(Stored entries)
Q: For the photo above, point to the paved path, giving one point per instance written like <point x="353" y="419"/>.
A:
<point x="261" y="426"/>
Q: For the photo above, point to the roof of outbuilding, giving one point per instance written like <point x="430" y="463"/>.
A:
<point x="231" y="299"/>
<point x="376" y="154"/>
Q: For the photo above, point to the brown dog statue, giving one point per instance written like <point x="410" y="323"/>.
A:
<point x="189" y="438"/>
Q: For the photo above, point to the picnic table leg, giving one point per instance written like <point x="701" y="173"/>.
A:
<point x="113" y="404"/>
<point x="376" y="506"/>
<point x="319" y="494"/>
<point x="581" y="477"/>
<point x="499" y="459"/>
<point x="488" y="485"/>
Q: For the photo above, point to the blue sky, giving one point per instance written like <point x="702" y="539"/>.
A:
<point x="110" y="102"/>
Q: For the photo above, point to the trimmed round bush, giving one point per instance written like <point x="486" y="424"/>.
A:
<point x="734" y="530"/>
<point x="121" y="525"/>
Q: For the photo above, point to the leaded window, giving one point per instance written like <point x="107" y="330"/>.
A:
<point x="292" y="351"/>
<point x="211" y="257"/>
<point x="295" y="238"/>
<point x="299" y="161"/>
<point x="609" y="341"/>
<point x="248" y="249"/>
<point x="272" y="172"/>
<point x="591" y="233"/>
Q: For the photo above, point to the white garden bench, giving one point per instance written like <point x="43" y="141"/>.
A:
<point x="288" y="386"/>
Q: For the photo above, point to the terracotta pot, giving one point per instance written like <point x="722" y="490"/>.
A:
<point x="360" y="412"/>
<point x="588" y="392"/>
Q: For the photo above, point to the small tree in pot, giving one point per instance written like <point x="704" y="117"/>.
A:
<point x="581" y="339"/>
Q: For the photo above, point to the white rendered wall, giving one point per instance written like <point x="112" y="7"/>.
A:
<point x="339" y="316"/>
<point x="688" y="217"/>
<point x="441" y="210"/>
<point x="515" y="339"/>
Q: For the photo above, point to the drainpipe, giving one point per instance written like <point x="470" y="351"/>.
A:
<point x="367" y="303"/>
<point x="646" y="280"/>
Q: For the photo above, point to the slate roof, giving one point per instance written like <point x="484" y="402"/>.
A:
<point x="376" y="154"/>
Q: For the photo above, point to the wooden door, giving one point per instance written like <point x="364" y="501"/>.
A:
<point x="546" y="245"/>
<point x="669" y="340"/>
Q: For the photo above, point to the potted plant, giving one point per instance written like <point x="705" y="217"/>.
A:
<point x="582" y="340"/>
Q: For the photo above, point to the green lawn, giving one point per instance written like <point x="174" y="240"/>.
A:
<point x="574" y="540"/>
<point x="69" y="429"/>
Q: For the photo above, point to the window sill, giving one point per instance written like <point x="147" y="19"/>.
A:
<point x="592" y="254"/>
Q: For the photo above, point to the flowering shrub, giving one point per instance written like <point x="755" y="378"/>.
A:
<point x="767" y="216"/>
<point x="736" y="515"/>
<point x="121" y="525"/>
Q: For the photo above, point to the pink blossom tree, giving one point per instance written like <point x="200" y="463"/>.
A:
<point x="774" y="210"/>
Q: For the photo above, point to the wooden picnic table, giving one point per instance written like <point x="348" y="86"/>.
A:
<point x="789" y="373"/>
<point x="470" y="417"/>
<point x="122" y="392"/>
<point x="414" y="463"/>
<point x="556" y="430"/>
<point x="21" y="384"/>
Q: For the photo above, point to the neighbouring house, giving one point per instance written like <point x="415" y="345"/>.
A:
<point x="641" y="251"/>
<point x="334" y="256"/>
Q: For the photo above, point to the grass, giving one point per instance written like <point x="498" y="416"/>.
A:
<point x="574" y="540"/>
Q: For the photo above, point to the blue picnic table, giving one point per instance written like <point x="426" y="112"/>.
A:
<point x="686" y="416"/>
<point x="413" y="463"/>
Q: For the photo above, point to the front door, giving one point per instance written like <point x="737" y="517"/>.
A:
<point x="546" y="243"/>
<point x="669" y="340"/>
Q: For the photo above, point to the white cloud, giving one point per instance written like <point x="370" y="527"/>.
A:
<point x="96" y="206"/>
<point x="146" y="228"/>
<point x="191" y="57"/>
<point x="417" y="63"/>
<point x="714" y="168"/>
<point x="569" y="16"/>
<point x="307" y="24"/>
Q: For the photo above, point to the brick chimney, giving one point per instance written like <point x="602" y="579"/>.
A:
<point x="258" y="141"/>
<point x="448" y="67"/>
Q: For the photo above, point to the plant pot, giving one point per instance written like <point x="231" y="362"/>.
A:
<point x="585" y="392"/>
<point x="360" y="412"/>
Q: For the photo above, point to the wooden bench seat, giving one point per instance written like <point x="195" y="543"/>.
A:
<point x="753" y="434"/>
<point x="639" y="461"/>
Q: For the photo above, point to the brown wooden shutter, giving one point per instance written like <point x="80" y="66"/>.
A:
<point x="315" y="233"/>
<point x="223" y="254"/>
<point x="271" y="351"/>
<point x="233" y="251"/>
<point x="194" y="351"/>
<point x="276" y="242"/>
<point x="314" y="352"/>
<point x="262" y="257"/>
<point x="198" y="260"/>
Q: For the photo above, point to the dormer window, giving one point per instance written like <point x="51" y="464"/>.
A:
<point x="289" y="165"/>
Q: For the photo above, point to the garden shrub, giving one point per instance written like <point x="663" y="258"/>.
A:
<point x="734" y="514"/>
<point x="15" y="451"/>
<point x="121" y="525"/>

Work instructions: Please write out again the part of the listing that opens with the line containing "Q: For the photo above, point to the brown wooden" and runs through the end of the listing, switching "dormer window" to "roof window" and leaving everything else unchanged.

Result for this task:
Q: For the photo above, point to the brown wooden shutter, giving one point per instance written like <point x="80" y="66"/>.
A:
<point x="315" y="233"/>
<point x="223" y="254"/>
<point x="271" y="351"/>
<point x="233" y="251"/>
<point x="194" y="351"/>
<point x="276" y="242"/>
<point x="314" y="352"/>
<point x="262" y="257"/>
<point x="198" y="260"/>
Q: For the photo above, point to the roof window, giving one point per instance written like <point x="51" y="464"/>.
A:
<point x="289" y="165"/>
Q: For the photo above, point to the garden shrub, giving one point per instance written like <point x="663" y="258"/>.
A:
<point x="734" y="514"/>
<point x="15" y="451"/>
<point x="121" y="525"/>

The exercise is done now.